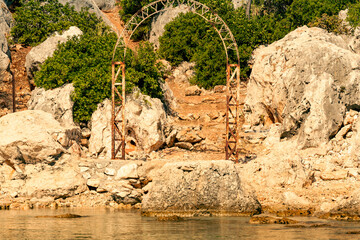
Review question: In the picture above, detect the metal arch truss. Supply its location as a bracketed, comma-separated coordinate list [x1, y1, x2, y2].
[112, 0, 241, 162]
[111, 62, 125, 160]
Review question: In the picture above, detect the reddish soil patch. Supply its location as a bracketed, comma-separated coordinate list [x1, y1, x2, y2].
[0, 44, 31, 117]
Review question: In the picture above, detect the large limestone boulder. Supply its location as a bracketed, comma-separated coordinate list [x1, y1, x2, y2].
[245, 26, 360, 148]
[94, 0, 116, 11]
[59, 0, 114, 29]
[28, 83, 74, 126]
[89, 91, 166, 158]
[21, 165, 88, 199]
[25, 26, 83, 79]
[0, 110, 80, 165]
[89, 99, 112, 158]
[142, 161, 261, 215]
[149, 5, 190, 49]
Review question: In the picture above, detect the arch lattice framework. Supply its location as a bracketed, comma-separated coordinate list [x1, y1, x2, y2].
[111, 0, 242, 162]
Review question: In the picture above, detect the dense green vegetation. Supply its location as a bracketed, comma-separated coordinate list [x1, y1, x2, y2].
[12, 0, 360, 122]
[35, 33, 161, 122]
[146, 0, 360, 88]
[12, 0, 162, 122]
[11, 0, 106, 46]
[347, 2, 360, 27]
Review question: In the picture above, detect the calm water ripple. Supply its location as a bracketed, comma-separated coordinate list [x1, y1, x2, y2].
[0, 209, 360, 240]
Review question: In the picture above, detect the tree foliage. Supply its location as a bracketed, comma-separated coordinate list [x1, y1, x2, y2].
[308, 13, 349, 34]
[11, 0, 106, 46]
[347, 2, 360, 27]
[34, 33, 161, 122]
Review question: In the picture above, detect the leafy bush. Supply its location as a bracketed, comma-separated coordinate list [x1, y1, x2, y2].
[34, 33, 161, 122]
[347, 2, 360, 27]
[308, 13, 349, 34]
[11, 0, 106, 46]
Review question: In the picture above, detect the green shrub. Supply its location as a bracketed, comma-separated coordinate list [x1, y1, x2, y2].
[347, 2, 360, 28]
[11, 0, 106, 46]
[308, 13, 349, 34]
[34, 33, 161, 122]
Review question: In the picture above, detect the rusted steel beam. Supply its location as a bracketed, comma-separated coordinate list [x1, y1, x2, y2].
[112, 0, 242, 162]
[111, 62, 125, 160]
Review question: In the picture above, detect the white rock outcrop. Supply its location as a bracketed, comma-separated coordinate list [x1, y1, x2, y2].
[25, 26, 83, 79]
[0, 110, 80, 165]
[142, 161, 261, 215]
[89, 91, 166, 158]
[59, 0, 116, 29]
[28, 83, 74, 126]
[21, 165, 88, 199]
[245, 26, 360, 148]
[0, 0, 14, 82]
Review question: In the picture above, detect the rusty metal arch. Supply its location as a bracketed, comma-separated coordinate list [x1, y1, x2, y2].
[112, 0, 242, 162]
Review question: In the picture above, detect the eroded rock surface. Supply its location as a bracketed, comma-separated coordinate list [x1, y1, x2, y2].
[245, 26, 360, 148]
[28, 84, 74, 126]
[142, 161, 261, 215]
[0, 0, 14, 34]
[0, 0, 14, 84]
[89, 92, 166, 158]
[0, 110, 80, 166]
[59, 0, 114, 29]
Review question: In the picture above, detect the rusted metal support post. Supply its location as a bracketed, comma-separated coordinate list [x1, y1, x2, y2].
[111, 62, 115, 159]
[225, 64, 241, 163]
[121, 64, 125, 160]
[225, 65, 231, 160]
[12, 76, 16, 112]
[111, 62, 125, 160]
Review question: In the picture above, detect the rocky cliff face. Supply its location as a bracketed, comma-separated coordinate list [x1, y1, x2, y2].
[149, 5, 189, 49]
[89, 92, 166, 158]
[245, 27, 360, 148]
[59, 0, 115, 29]
[142, 161, 261, 216]
[28, 83, 74, 126]
[0, 0, 14, 82]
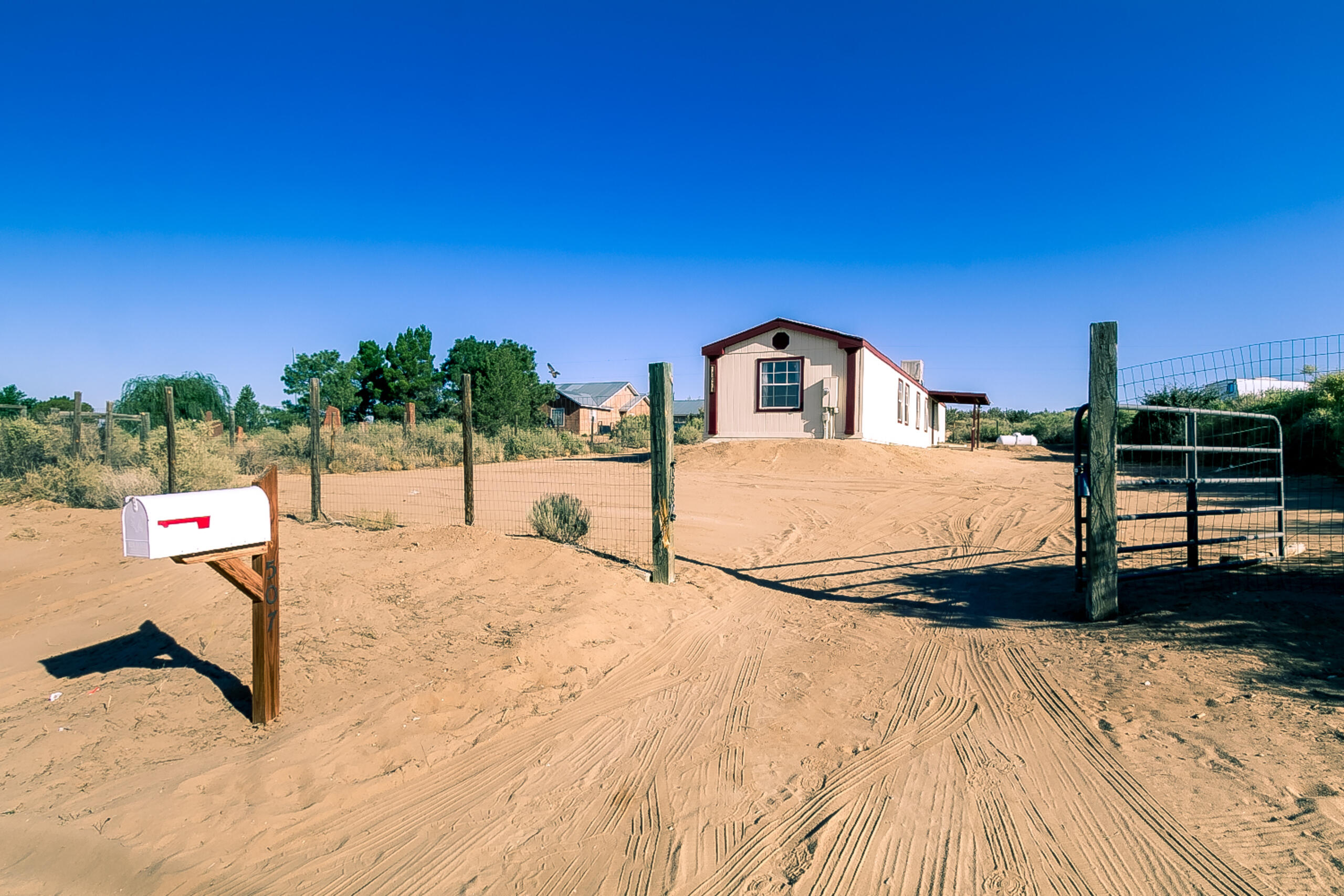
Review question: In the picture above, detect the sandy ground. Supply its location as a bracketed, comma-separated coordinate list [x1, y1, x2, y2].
[0, 442, 1344, 896]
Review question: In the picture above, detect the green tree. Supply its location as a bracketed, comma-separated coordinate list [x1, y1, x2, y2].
[234, 385, 262, 433]
[0, 383, 36, 416]
[350, 339, 387, 420]
[279, 348, 358, 419]
[117, 371, 230, 426]
[444, 336, 555, 434]
[384, 325, 446, 418]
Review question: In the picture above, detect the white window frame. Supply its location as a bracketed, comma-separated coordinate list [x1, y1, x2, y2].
[757, 357, 804, 413]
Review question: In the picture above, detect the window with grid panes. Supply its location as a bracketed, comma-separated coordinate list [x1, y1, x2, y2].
[759, 357, 802, 410]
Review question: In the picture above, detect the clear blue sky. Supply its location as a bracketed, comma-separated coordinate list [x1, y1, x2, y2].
[0, 3, 1344, 407]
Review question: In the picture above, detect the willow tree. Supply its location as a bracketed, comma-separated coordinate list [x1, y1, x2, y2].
[117, 371, 230, 426]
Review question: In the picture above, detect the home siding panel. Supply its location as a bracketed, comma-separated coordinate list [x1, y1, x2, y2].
[706, 326, 845, 439]
[859, 348, 933, 447]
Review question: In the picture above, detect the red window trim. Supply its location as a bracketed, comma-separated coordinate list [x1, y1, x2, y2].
[704, 355, 719, 435]
[844, 345, 860, 435]
[755, 355, 808, 414]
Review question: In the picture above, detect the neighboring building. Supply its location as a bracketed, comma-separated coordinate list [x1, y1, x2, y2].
[700, 317, 946, 447]
[545, 382, 649, 435]
[1205, 376, 1312, 398]
[672, 398, 704, 430]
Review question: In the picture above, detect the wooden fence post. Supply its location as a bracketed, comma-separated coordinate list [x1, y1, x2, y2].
[70, 392, 83, 461]
[102, 402, 116, 463]
[461, 373, 476, 525]
[308, 376, 322, 523]
[253, 467, 279, 725]
[164, 385, 177, 494]
[1087, 321, 1119, 622]
[649, 363, 676, 584]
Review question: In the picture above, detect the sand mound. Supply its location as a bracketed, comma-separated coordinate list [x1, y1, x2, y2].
[676, 439, 960, 476]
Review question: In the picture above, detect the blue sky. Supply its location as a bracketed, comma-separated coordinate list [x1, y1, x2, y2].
[0, 3, 1344, 407]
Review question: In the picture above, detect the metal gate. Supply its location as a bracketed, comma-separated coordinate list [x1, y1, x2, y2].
[1074, 404, 1290, 591]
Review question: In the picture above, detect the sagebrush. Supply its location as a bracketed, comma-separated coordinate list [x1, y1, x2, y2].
[528, 493, 591, 544]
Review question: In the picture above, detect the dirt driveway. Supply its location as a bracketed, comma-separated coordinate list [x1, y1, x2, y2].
[0, 444, 1344, 896]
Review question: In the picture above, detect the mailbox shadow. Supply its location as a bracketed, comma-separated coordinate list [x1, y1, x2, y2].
[40, 619, 251, 719]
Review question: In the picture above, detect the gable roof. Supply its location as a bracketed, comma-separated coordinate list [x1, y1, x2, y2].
[700, 317, 871, 356]
[700, 317, 929, 394]
[555, 380, 634, 407]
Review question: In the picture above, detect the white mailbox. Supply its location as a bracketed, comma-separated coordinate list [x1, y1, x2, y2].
[121, 485, 270, 560]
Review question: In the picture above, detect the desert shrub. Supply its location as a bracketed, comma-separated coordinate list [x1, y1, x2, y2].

• Exercise description: Copy out every row above character for character, leaving out the pictures.

• Exercise solution:
Review question: In the picture above, detect the metal arch truss. Supply its location as a bracketed, comma-separated coordinate list [x1, y1, x2, y2].
[112, 0, 241, 162]
[111, 62, 125, 160]
Review question: In the picture above, detect the reddish soil patch. Supply its location as a bracketed, comma-separated coordinate list [x1, y1, x2, y2].
[0, 44, 31, 117]
Review question: In the picture above, detect the large limestone boulder. Supply its location as a bracketed, comma-separated coordinate list [x1, y1, x2, y2].
[245, 26, 360, 148]
[94, 0, 116, 11]
[59, 0, 114, 29]
[28, 83, 74, 126]
[89, 91, 166, 158]
[21, 165, 88, 199]
[25, 26, 83, 79]
[0, 110, 80, 165]
[89, 99, 112, 158]
[142, 161, 261, 215]
[149, 5, 190, 49]
Review question: In the picture above, detect the arch lattice framework. Supply its location as a bracketed, comma-separated coordinate list [x1, y1, x2, y2].
[111, 0, 242, 162]
Review question: In the picture above, detect the dense green vegetation. Supply its location as a bracketed, comma-separated coordinate list [x1, y1, x2, y2].
[12, 0, 360, 122]
[35, 33, 161, 122]
[146, 0, 360, 88]
[12, 0, 162, 122]
[11, 0, 106, 46]
[347, 2, 360, 27]
Review question: In the picture above, detect the calm water ripple. Supply its location as a bracketed, comma-separated coordinate list [x1, y1, x2, y2].
[0, 209, 360, 240]
Review question: In the picture above, detect the tree foliage. Supply its location as a bracketed, comma-separated coordinate list [x1, y1, x2, y2].
[308, 13, 349, 34]
[11, 0, 106, 46]
[347, 2, 360, 27]
[34, 33, 161, 122]
Review question: In the picture above, detect the leafy bush. Supply its location as a bracketed, comma-separated coordinate list [x1, y1, x2, y2].
[34, 33, 161, 122]
[347, 2, 360, 27]
[308, 13, 349, 34]
[11, 0, 106, 46]
Review question: In the picture above, detect the green shrub. Supply its location as a bracketed, comma-separated coordinate list [x1, y1, x2, y2].
[347, 2, 360, 28]
[11, 0, 106, 46]
[308, 13, 349, 34]
[34, 33, 161, 122]
Review question: In the picture above, detect the rusted steel beam. Supply its location as a bracketed, comma-separated coordinate list [x1, y1, x2, y2].
[112, 0, 242, 162]
[111, 62, 125, 160]
Review question: In the picture above, detect the white rock outcrop. Supply its location as a bracketed, comma-separated coordinate list [x1, y1, x2, y2].
[25, 26, 83, 79]
[0, 110, 80, 165]
[142, 161, 261, 215]
[89, 91, 166, 158]
[59, 0, 116, 29]
[28, 83, 74, 126]
[21, 165, 88, 199]
[245, 26, 360, 148]
[0, 0, 14, 82]
Review question: In the picture above, detect the rusty metal arch. Supply its location as a bracketed, comma-separated coordinate list [x1, y1, x2, y2].
[112, 0, 242, 162]
Review question: In the picture above, detect the eroded rock surface. Supply its location as a bracketed, comma-separated coordinate list [x1, y1, x2, y2].
[245, 26, 360, 148]
[28, 84, 74, 126]
[142, 161, 261, 215]
[0, 0, 14, 34]
[0, 0, 14, 84]
[89, 92, 166, 158]
[0, 110, 80, 166]
[59, 0, 114, 29]
Review question: In the picture above, detect the rusted metal support post. Supply its location as a bracketed, comma-separated coordinate list [x1, y1, x2, y2].
[111, 62, 115, 159]
[225, 64, 241, 163]
[121, 64, 125, 160]
[225, 65, 231, 160]
[12, 76, 16, 112]
[111, 62, 125, 160]
Review question: In the picture above, detect the rocky cliff face. Supply its location as a bracketed, comma-separated coordinate list [x1, y1, x2, y2].
[149, 5, 189, 49]
[89, 92, 166, 158]
[245, 27, 360, 148]
[59, 0, 115, 29]
[142, 161, 261, 216]
[28, 83, 74, 126]
[0, 0, 14, 82]
Review question: In the picture above, detect the sandy ground. Supply its location as a bracketed, comma-separated coordinate list [x1, y1, x2, y2].
[0, 442, 1344, 896]
Review question: In the picture above, detect the green tree. Supply its location as a bracketed, comma-separated coordinate list [x1, y1, x2, y2].
[234, 385, 262, 433]
[0, 383, 36, 416]
[350, 339, 387, 420]
[279, 348, 358, 419]
[117, 371, 230, 426]
[444, 336, 555, 434]
[384, 325, 446, 418]
Review question: In the picture above, detect the white window frame. Supply its location as a bracketed, comma-separated coordinate list [x1, y1, x2, y2].
[757, 357, 804, 413]
Review question: In the picture above, detect the window with grid panes. Supply its location as a bracketed, comma-separated coordinate list [x1, y1, x2, y2].
[759, 357, 802, 410]
Review question: In the picture above, detect the clear blue sky. Supply its location as a bracketed, comma-separated coordinate list [x1, y1, x2, y2].
[0, 3, 1344, 407]
Review question: In the picture above, detect the willow tree. Supply its location as a bracketed, comma-separated coordinate list [x1, y1, x2, y2].
[117, 371, 230, 426]
Review question: In the picture above, detect the home siding panel. Supply its location as a bracketed, comma-separated coordinate list [x1, y1, x2, y2].
[706, 326, 845, 439]
[859, 348, 933, 447]
Review question: In the picture above, detect the red window trim. Supply its location as a bracketed, comma-separated coordinate list [x1, y1, x2, y2].
[704, 355, 719, 435]
[844, 345, 860, 435]
[755, 355, 808, 414]
Review question: In the picture above, detect the neighboring building. Supply its location as a bracketed, comma-separated coordinate list [x1, y1, x2, y2].
[700, 317, 946, 447]
[545, 382, 649, 435]
[1205, 376, 1312, 398]
[672, 398, 704, 430]
Review question: In the picture above, detect the wooden fence post. Supply its location as a bracketed, comma-separated coordinate list [x1, y1, x2, y2].
[70, 392, 83, 461]
[102, 402, 116, 463]
[461, 373, 476, 525]
[308, 376, 322, 523]
[253, 467, 279, 725]
[164, 385, 177, 494]
[1087, 321, 1119, 622]
[649, 363, 676, 584]
Review question: In the picture above, detect the sand mound. Supply its location as a bracketed, comma-separated coordinate list [x1, y1, x2, y2].
[676, 439, 960, 476]
Review question: In the picture above, detect the blue sky. Supply its location as a bracketed, comma-separated coordinate list [x1, y1, x2, y2].
[0, 3, 1344, 407]
Review question: In the picture above, detect the metal gate. Supply its location as a bracketed, comma-separated coordinate list [x1, y1, x2, y2].
[1074, 404, 1290, 591]
Review question: In the picture above, detect the sagebrush. Supply its location as a bracketed, comma-separated coordinate list [x1, y1, x2, y2].
[528, 493, 591, 544]
Review question: In the picture above, detect the dirt driveway. Supply its location as a bracketed, comma-separated coordinate list [x1, y1, x2, y2].
[0, 444, 1344, 896]
Review question: In the picture above, detect the mailbox shadow. Supply its location as a bracketed, comma-separated coordinate list [x1, y1, x2, y2].
[40, 619, 251, 719]
Review question: In the picture above, detect the gable roof. Supply its location as a bracketed, comma-separated coordinate list [x1, y1, x2, y2].
[700, 317, 871, 356]
[700, 317, 929, 394]
[555, 380, 634, 407]
Review question: In the picture above, detect the white mailbox. Supply its location as a bracketed, comma-separated coordinate list [x1, y1, x2, y2].
[121, 485, 270, 560]
Review question: In the picture above, detect the desert shrub. Supply its location as a bracketed, comma-separated coordinate list [x1, y1, x2, y2].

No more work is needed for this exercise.